───── Text extract ─────

Slash got rid of them? Ive read his biography and watch you bleed, the saga of guns n roses and he definately had snakes. They are even used in some of their video clips, however I cant remember if he got rid of them. I think they come and go. He does does have a wife and kids now so maybe it is true. Shame, It just added to my attraction to him.


----------



## emerald_taipan (Sep 29, 2009)

Im noticing a bit of a trend here. bad 80s metal bands (obvioulsy they need a supply of props to go with the cheesy image they work so hard at, they usually equally like buxom blondes, whiskey,tattoos, motorbikes, cocaine and smashing things). The other catergory is semi-celebrities. the only one i thought, thats kind of interesting is nic cage.
what would be more interesting if a big time celebrity was an amatuer herpetologist and had actually had a paper published. Kind of like that lead singer of the band bad religion who i think has a phd in zoology, i think but not sure.


----------



## Rox.n.Lix (Sep 29, 2009)

what about alice cooper? or, like britney spears... just a prop?


----------



## Just_Plain_Nuts (Sep 29, 2009)

───── Dataset excerpt ─────

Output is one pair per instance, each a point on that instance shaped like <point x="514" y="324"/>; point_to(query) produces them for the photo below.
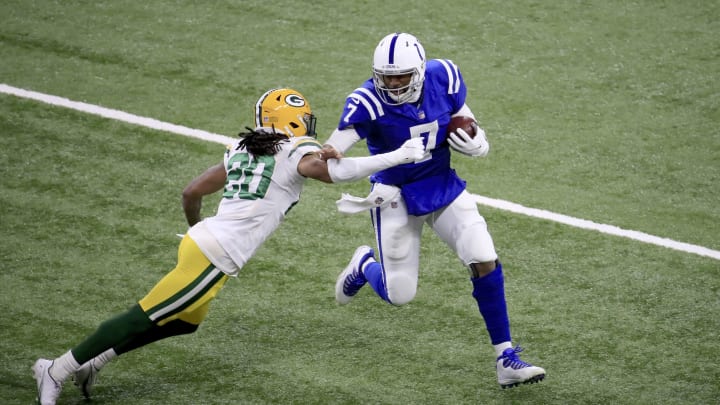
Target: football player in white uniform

─────

### Stated exercise A
In the forum thread about celebrities who keep reptiles, which celebrity does emerald_taipan call the only kind of interesting one?
### Stated exercise B
Extend the forum thread about celebrities who keep snakes, picking up after its final line.

### Task result A
Nic Cage.

### Task result B
tara moss was on the 7pm project a couple of weeks ago with her diamond


----------



## GSXR_Boy (Sep 29, 2009)

Michael jackson


----------



## Monitor_Keeper (Sep 29, 2009)

i believ knoxvill off jack **** did have a few but not now


----------



## ihaveherps (Sep 29, 2009)

Rox.n.Lix said:


> what about alice cooper? or, like britney spears... just a prop?



No Cooper had his own also.


----------



## Pujols (Sep 29, 2009)

emerald_taipan said:


> Im noticing a bit of a trend here. bad 80s metal bands (obvioulsy they need a supply of props to go with the cheesy image they work so hard at, they usually equally like buxom blondes, whiskey,tattoos, motorbikes, cocaine and smashing things). The other catergory is semi-celebrities. the only one i thought, thats kind of interesting is nic cage.
> what would be more interesting if a big time celebrity was an amatuer herpetologist and had actually had a paper published. Kind of like that lead singer of the band bad religion who i think has a phd in zoology, i think but not sure.


 
I hope u are not referring to Guns N Roses when u say "_BAD"_ 80's bands...


----------



## Rox.n.Lix (Sep 29, 2009)

ihaveherps said:


> No Cooper had his own also.


yeah, thought i remembered him talking about it the other week when he was in town....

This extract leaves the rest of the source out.